▶ **DATA TO PROCESS**
■ ■ ■ ■
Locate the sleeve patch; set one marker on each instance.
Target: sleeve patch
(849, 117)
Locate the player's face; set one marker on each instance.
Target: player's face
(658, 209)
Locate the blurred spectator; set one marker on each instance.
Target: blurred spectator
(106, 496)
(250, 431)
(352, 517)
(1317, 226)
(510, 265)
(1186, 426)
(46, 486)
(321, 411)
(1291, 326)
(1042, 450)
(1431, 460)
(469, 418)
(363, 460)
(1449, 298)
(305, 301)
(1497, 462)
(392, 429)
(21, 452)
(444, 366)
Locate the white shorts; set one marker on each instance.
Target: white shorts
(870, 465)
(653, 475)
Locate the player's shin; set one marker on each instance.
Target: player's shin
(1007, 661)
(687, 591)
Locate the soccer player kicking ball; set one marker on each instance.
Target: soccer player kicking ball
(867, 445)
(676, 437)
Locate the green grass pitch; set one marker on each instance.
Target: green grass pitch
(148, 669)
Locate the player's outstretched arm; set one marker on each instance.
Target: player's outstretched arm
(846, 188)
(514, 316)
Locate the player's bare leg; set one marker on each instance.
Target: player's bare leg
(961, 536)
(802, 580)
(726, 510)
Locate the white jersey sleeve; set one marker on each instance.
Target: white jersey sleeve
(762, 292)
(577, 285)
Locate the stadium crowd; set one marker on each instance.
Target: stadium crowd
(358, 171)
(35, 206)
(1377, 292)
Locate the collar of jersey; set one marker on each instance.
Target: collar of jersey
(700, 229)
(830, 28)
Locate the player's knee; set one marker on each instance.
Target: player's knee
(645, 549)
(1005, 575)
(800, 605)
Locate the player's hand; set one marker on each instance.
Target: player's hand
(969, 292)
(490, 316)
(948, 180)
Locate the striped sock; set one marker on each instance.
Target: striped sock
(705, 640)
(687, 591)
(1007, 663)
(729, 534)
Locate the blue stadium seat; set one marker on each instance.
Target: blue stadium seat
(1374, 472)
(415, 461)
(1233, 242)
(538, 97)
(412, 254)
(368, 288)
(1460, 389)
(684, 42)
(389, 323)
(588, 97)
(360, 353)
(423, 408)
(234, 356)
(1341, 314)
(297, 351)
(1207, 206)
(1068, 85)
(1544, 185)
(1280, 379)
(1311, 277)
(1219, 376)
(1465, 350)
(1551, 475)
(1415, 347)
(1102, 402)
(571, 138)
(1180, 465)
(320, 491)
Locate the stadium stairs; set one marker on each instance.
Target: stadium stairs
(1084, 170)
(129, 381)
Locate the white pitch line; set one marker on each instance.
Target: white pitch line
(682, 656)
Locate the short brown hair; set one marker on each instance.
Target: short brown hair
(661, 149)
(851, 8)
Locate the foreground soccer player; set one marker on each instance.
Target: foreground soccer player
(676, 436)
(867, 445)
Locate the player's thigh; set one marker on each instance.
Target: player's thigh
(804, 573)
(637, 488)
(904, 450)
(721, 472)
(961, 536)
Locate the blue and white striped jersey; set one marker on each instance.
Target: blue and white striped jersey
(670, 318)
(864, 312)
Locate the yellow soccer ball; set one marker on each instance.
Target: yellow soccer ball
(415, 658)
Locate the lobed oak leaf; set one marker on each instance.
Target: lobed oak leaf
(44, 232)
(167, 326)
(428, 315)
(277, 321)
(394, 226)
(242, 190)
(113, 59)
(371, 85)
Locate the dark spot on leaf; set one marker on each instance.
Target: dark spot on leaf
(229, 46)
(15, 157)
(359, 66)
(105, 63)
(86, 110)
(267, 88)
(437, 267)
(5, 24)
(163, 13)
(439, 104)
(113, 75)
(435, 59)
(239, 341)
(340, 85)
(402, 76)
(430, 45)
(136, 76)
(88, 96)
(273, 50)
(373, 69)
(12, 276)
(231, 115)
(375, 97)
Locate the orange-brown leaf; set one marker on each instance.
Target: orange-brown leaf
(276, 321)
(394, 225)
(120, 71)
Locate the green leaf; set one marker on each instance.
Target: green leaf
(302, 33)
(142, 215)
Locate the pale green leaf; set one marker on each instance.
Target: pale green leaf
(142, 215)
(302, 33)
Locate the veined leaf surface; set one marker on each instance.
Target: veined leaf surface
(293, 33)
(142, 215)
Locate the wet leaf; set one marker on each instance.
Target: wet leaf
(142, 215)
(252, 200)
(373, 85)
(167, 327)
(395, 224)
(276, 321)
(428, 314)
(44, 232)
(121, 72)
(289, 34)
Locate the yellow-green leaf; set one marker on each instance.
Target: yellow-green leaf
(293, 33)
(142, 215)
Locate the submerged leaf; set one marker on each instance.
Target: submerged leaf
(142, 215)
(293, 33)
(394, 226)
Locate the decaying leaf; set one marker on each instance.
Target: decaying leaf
■ ■ ■ ■
▶ **WHAT TO DO**
Copy nothing except the lines from the one with "Target: player's thigh" through the end of the records; keep each exactly as it appears, first and last included.

▶ **ANSWER BOX**
Target: player's thigh
(804, 573)
(637, 488)
(904, 450)
(721, 472)
(961, 536)
Locate the blue and white striped jersey; set one marker on each instance.
Target: blue and white striped jersey
(670, 318)
(864, 312)
Locate the yellow soccer ball; set one marker on each instance.
Target: yellow soccer ball
(415, 658)
Locate the lobed oak leaf; set one marker on each instance.
Target: lobed oak leaf
(44, 232)
(167, 326)
(428, 315)
(277, 321)
(394, 226)
(242, 190)
(113, 59)
(371, 85)
Locate the dark spot on leaf; set one marker on each instance.
Target: dark spot on leaf
(229, 46)
(15, 157)
(359, 66)
(105, 63)
(86, 110)
(267, 88)
(437, 267)
(5, 24)
(163, 13)
(439, 104)
(113, 75)
(435, 59)
(239, 341)
(340, 85)
(402, 76)
(430, 45)
(136, 76)
(88, 96)
(273, 50)
(373, 69)
(12, 276)
(231, 115)
(375, 97)
Locate the orange-brown leaf; set one marker on each instance.
Target: orange-brown leaf
(276, 321)
(394, 225)
(120, 71)
Locate the green leaf; set one marker on each instance.
Target: green leaf
(302, 33)
(142, 215)
Locate the pale green leaf; set one marker on each instance.
Target: pale green leaf
(142, 215)
(302, 33)
Locate the veined leaf surface; set one marker on each instance.
Target: veined leaf surface
(293, 33)
(142, 215)
Locate the wet leaf; set one marker on each instance.
Target: wet leaf
(142, 215)
(252, 200)
(373, 85)
(167, 327)
(395, 224)
(276, 321)
(428, 314)
(44, 232)
(121, 72)
(289, 34)
Locate the yellow-green leaf; set one marker on each instance.
Target: yellow-green leaf
(293, 33)
(142, 215)
Locate the submerged leaf; set one marker on each instance.
Target: submerged leaf
(142, 215)
(293, 33)
(394, 226)
Locate the decaying leaf; set one marker on each instance.
Target: decaying leaf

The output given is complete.